_Directions_.
Lines from the one containing "Task: place a pin on each instance of the pine" through the last line of the data are to be returned exactly, both ends included, minus any pictures.

(Region pointing data)
════════
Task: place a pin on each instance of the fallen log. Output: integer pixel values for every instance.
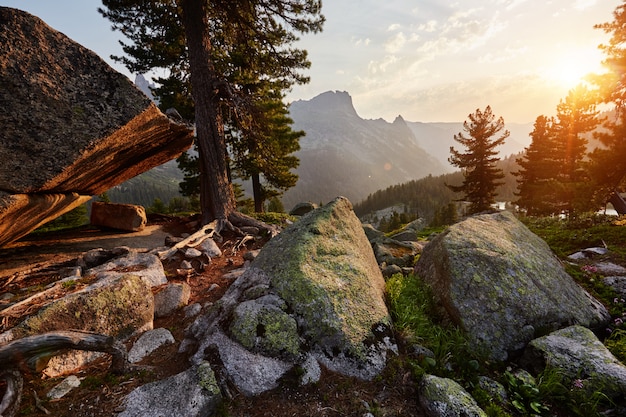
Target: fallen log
(36, 351)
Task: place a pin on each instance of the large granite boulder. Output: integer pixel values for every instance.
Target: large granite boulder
(70, 123)
(582, 360)
(503, 285)
(313, 294)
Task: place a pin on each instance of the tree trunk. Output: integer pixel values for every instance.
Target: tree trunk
(257, 193)
(217, 199)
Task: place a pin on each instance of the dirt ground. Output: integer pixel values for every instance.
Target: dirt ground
(32, 261)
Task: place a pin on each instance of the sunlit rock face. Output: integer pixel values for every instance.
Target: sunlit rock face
(70, 123)
(501, 283)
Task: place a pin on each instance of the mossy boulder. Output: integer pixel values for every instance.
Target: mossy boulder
(577, 354)
(502, 284)
(443, 397)
(314, 291)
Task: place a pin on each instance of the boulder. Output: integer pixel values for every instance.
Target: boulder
(578, 355)
(443, 397)
(146, 266)
(127, 217)
(313, 291)
(148, 343)
(22, 213)
(76, 127)
(503, 285)
(120, 307)
(301, 209)
(192, 393)
(171, 298)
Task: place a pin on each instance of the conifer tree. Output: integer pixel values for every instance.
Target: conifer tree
(608, 167)
(538, 189)
(576, 116)
(478, 164)
(223, 49)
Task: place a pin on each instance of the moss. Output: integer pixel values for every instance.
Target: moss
(207, 380)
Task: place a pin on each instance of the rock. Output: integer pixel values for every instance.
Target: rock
(618, 284)
(578, 355)
(192, 253)
(171, 298)
(120, 307)
(301, 209)
(22, 213)
(317, 281)
(96, 257)
(442, 397)
(251, 373)
(390, 270)
(148, 343)
(63, 388)
(146, 266)
(502, 284)
(127, 217)
(76, 126)
(192, 393)
(210, 248)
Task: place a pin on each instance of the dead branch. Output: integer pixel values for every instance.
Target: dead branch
(197, 238)
(13, 392)
(35, 351)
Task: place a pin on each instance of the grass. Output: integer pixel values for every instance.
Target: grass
(418, 321)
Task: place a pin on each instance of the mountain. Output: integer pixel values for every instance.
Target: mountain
(343, 154)
(437, 138)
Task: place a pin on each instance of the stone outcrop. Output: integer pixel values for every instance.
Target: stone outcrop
(502, 284)
(314, 292)
(127, 217)
(578, 355)
(192, 393)
(71, 125)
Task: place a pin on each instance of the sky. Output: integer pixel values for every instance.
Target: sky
(426, 60)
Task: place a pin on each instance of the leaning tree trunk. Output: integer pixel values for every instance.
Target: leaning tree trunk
(216, 195)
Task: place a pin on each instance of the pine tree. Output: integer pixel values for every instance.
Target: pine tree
(576, 116)
(537, 184)
(608, 167)
(481, 176)
(219, 47)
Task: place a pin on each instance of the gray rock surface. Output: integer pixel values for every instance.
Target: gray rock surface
(75, 128)
(192, 393)
(148, 343)
(502, 284)
(443, 397)
(578, 354)
(171, 298)
(315, 290)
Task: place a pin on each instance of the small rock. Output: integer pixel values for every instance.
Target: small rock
(148, 343)
(194, 309)
(250, 255)
(172, 297)
(210, 248)
(64, 387)
(234, 274)
(192, 253)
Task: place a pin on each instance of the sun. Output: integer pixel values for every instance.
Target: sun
(568, 67)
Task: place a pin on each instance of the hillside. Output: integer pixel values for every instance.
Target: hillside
(343, 154)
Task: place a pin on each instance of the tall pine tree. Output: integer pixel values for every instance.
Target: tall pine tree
(220, 47)
(478, 163)
(538, 189)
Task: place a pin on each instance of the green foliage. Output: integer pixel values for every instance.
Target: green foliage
(478, 164)
(525, 396)
(416, 318)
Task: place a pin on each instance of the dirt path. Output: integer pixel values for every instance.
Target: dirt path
(33, 252)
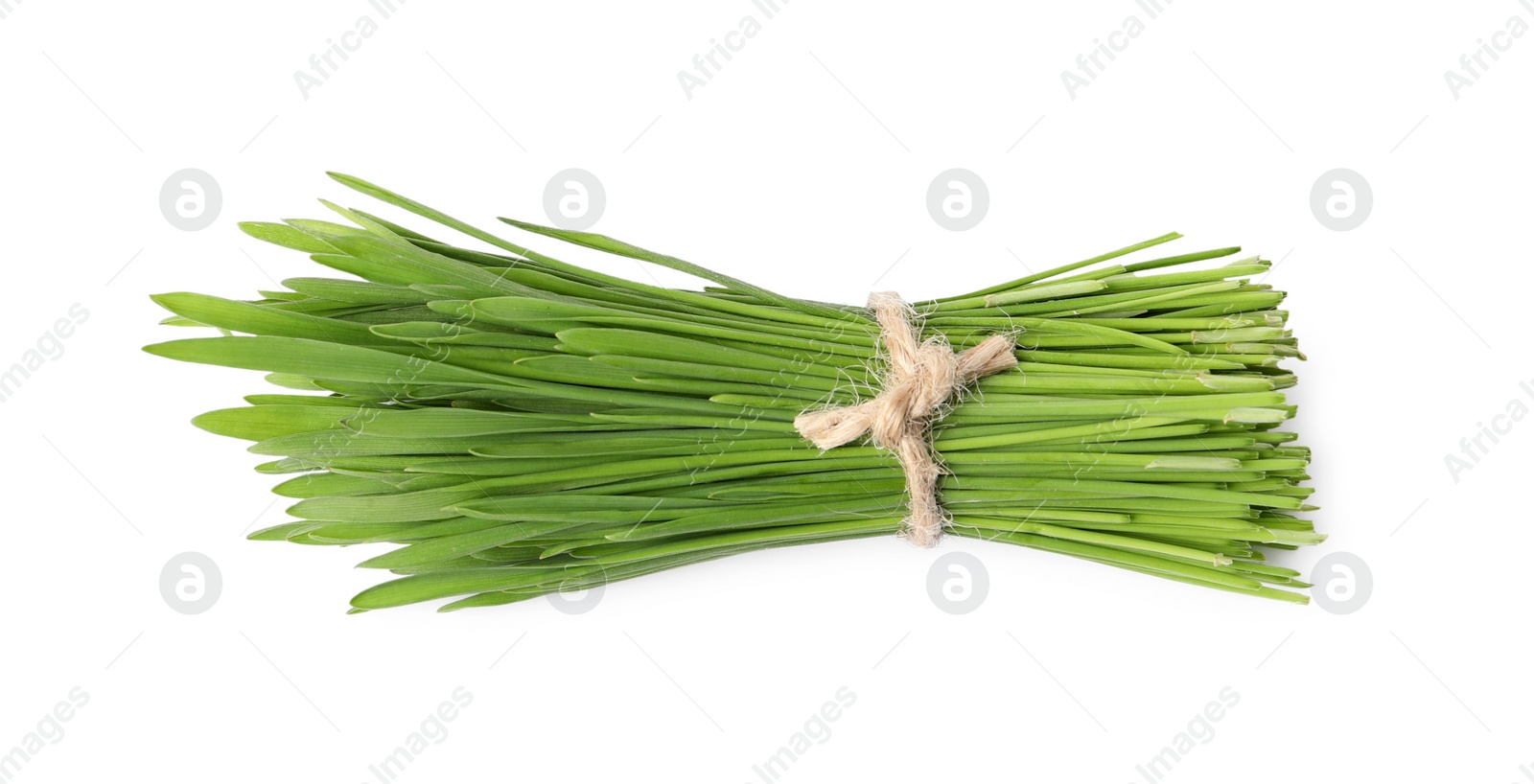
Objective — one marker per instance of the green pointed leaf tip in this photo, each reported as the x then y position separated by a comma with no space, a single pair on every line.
514,426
════════
_Result of the task_.
Task: place a pin on each instance of the pine tree. Output: integer pixel values for every instance.
Target: pine tree
(576, 116)
(537, 184)
(608, 167)
(481, 176)
(219, 47)
Task: place a pin on each instance of the gray rock surface. Output: integer pixel values for every instance.
Target: gray rock surface
(75, 128)
(192, 393)
(148, 343)
(502, 284)
(443, 397)
(578, 354)
(171, 298)
(315, 290)
Task: place a pin on each instance of the small rock. Output: integer pixel values for every instance.
Target: small rock
(148, 343)
(194, 309)
(250, 255)
(172, 297)
(210, 248)
(64, 387)
(234, 274)
(192, 253)
Task: place a pin on each instance of the sun. Output: integer pixel values for every instance.
Target: sun
(568, 67)
Task: place a pin on each instance of the hillside. Output: integer pixel values for every instance.
Target: hillside
(343, 154)
Task: place a pin on each instance of the tall pine tree. Output: integer pixel values for every instance.
Target: tall pine tree
(220, 47)
(478, 163)
(538, 189)
Task: place a pin on each instance of the green foliage. Output: integer pixel values for every instance.
Target: green foliage
(478, 164)
(525, 396)
(416, 318)
Task: place a pin on each instance of the dirt path. Output: integer pixel values for every instance.
Target: dirt path
(33, 252)
Objective — one marker per instance of the green pointed leaf tip in this photo, each reported as the x then y position separated by a comma with no space, a single pair on every line.
514,426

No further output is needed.